## [POLECENIE]
Proszę zamienić „sandy ground” na „gravel path” w wierszach od tego, który zawiera „Where can the sandy”, do ostatniego wiersza zbioru włącznie, i podać tylko te wiersze. Reszta tekstu ma pozostać bez zmian.
*** FRAGMENTY ZBIORU DANYCH
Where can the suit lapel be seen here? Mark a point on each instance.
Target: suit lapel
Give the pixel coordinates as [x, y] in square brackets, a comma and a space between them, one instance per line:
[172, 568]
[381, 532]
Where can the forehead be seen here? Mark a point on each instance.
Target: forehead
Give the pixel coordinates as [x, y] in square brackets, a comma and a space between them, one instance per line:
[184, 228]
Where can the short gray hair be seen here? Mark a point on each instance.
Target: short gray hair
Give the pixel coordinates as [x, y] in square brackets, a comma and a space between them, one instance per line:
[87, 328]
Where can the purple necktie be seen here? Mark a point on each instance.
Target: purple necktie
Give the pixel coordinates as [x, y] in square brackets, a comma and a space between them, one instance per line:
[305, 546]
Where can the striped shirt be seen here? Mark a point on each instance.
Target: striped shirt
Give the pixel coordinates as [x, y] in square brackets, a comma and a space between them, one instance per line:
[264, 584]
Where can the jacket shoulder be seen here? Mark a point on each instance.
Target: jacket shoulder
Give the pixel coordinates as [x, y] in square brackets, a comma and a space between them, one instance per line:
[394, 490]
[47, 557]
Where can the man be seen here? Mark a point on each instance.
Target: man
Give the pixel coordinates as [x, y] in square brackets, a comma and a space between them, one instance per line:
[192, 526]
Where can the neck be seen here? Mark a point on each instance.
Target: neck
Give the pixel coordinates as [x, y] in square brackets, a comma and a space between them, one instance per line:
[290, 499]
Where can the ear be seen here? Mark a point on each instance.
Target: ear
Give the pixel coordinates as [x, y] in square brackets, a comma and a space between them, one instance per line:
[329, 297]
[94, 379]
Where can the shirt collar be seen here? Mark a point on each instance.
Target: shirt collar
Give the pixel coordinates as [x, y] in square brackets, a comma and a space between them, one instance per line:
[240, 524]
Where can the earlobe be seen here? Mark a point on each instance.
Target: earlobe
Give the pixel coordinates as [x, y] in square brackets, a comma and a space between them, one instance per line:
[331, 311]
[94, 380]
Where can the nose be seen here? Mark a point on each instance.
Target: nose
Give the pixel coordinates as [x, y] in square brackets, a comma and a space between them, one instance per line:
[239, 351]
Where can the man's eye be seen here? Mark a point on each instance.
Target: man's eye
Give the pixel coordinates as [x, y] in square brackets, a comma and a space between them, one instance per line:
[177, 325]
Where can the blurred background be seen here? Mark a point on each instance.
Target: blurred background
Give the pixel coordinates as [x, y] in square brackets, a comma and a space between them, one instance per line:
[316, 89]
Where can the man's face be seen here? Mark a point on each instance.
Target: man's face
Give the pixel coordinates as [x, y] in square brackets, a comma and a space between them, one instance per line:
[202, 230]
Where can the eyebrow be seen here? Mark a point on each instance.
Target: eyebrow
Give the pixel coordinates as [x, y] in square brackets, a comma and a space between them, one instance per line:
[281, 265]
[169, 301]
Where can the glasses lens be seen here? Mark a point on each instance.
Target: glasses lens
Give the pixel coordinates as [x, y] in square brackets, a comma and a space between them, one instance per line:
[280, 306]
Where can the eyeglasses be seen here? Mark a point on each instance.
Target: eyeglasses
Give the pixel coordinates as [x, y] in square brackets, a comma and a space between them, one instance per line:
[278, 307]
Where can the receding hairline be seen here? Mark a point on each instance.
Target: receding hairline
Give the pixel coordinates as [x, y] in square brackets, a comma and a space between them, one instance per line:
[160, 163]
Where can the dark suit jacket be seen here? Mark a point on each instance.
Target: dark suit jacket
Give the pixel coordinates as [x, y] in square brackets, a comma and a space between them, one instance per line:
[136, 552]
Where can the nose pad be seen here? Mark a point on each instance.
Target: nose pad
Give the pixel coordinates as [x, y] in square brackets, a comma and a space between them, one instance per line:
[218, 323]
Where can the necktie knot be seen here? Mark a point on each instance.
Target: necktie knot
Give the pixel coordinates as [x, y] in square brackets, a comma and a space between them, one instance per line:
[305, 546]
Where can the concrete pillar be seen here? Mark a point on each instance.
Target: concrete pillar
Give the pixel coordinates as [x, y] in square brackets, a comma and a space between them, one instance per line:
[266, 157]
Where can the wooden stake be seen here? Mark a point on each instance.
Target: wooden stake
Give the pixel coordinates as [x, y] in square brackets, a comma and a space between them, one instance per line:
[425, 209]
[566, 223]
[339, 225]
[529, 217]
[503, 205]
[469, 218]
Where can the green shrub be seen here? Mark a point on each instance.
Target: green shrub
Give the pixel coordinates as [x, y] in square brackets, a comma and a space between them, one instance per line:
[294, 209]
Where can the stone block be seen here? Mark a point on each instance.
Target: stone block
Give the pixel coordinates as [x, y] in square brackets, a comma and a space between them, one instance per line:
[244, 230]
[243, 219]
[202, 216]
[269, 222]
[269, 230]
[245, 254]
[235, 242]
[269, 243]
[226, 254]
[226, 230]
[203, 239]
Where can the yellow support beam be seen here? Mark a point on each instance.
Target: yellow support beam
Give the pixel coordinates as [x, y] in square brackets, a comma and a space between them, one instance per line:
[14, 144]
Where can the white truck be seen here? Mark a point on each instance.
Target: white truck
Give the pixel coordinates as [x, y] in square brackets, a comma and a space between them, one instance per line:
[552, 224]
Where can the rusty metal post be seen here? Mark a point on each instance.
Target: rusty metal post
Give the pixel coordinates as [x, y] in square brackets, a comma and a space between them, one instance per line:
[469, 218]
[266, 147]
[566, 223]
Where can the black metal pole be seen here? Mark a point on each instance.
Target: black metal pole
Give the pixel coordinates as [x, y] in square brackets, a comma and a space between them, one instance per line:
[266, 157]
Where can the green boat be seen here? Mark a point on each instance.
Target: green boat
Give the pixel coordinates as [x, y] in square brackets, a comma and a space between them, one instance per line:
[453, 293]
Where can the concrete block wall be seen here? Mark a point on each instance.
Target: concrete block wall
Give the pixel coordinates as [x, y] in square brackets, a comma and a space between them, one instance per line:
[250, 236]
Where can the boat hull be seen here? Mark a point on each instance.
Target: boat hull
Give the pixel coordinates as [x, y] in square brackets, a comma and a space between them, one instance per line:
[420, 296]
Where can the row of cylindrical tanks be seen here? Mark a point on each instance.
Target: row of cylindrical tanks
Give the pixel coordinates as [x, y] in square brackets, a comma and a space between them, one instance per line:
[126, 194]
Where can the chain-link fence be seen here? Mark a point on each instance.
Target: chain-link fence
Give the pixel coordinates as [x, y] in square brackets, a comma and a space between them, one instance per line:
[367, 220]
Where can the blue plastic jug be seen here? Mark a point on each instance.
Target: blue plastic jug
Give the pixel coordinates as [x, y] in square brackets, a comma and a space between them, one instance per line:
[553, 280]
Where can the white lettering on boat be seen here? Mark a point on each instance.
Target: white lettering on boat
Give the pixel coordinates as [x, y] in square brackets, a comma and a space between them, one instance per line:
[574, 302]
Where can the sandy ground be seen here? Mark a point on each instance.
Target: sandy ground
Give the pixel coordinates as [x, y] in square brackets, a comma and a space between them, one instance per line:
******
## [ODPOWIEDŹ PISEMNA]
Where can the gravel path be seen here? Mark a point on each instance.
Target: gravel path
Give the pixel coordinates as [x, y] in square brackets, a comma and a space between them, one instance per line:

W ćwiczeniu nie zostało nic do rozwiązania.